* [TASK PROMPT]
Reproduce the records below word for word, leaving every line unchanged.

Object point labels:
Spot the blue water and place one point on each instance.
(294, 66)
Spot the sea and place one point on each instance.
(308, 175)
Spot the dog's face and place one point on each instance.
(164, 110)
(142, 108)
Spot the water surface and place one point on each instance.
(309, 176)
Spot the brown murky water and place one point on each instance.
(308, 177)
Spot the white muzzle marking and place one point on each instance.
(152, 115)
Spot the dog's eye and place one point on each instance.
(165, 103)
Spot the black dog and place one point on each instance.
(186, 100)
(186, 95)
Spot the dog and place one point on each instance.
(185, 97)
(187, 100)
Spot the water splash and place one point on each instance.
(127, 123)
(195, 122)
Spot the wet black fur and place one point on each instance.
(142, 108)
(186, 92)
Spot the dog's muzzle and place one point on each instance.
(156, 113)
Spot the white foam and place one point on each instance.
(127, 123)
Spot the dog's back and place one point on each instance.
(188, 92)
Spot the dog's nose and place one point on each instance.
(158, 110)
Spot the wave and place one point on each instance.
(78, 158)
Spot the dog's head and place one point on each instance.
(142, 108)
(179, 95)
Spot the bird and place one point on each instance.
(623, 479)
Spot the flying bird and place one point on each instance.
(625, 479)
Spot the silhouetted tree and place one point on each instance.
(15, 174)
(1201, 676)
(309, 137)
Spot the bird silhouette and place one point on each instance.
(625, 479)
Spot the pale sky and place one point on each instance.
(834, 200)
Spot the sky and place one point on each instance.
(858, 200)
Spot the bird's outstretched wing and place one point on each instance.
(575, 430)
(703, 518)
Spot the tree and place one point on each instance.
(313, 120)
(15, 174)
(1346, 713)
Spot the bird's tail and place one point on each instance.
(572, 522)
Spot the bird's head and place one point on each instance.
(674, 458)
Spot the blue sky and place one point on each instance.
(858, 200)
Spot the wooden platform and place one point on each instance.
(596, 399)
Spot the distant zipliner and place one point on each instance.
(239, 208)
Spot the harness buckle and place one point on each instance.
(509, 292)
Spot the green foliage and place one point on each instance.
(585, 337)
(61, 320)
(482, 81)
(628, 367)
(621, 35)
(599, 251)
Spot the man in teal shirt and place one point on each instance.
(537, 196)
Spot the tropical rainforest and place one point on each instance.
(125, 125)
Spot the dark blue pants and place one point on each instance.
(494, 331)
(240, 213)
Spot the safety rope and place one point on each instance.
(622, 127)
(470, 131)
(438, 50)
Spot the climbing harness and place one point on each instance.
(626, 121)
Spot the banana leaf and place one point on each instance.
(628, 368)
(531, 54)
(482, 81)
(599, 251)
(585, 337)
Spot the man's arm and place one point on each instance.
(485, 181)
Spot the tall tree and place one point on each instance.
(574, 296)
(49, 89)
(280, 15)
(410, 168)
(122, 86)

* [ANSWER TO THIS TASK]
Spot the blue water and place one point on each instance.
(294, 66)
Spot the sea and place one point on each instance.
(308, 175)
Spot the dog's face and place one point on each instance.
(164, 110)
(142, 108)
Spot the water surface and place one point on each instance.
(309, 176)
Spot the brown murky water and place one point on each instance.
(308, 177)
Spot the white muzzle marking and place one point on each instance.
(152, 115)
Spot the dog's eye and place one point on each instance.
(165, 103)
Spot the black dog and place one point on each instance.
(186, 100)
(186, 95)
Spot the dog and place one point on each instance.
(185, 97)
(187, 100)
Spot the water splash and place one point on each instance.
(127, 123)
(195, 122)
Spot the wet black fur and place one point on each instance.
(142, 108)
(186, 92)
Spot the dog's muzzle and place one point on each instance.
(156, 113)
Spot the white foam and place one point on each instance.
(127, 123)
Spot the dog's back and place one point on each instance.
(188, 92)
Spot the dog's nose and place one point on each instance.
(158, 110)
Spot the wave and place one point on each instance.
(78, 158)
Spot the dog's head and place one point on each instance.
(142, 108)
(179, 95)
Spot the bird and place one point on each instance.
(623, 479)
Spot the flying bird and place one point on each instance.
(625, 479)
Spot the silhouetted tree and place one point on each instance.
(15, 174)
(1201, 676)
(309, 137)
Spot the bird silhouette and place one point on each instance.
(625, 479)
Spot the pale sky and place one point on each instance.
(834, 200)
Spot the sky and place one point on each instance.
(858, 200)
Spot the bird's outstretched wing and place one point on each instance.
(575, 430)
(703, 518)
Spot the tree and place one point on each instance.
(313, 120)
(15, 174)
(1346, 713)
Spot the bird's tail and place one point on each instance.
(572, 522)
Spot the bird's head and place one point on each instance.
(674, 458)
Spot the blue sky and place one point on each instance.
(858, 200)
Spot the wooden platform and place one point on each instance.
(596, 399)
Spot the distant zipliner and place one point on each instance.
(239, 208)
Spot the harness buckle and place one point on each instance.
(509, 292)
Spot the green foliage and place one point on each instance.
(585, 337)
(61, 320)
(482, 81)
(628, 367)
(621, 35)
(599, 251)
Spot the man in teal shirt and place one point on each instance.
(537, 196)
Spot the tropical rainforest and place one point on each instance.
(125, 125)
Spot the dark blue pants and place one point on each instance.
(494, 331)
(240, 213)
Spot the safety rope and place one point on each instance.
(622, 127)
(470, 131)
(438, 50)
Spot the climbing harness and place one point on each instance.
(626, 121)
Spot the banana leaf and place one point on each instance.
(628, 368)
(531, 54)
(482, 81)
(599, 251)
(585, 337)
Spot the man's arm and place one point on each instance.
(485, 181)
Spot the tall tree and place one point on each instance.
(574, 296)
(49, 89)
(280, 15)
(410, 168)
(122, 86)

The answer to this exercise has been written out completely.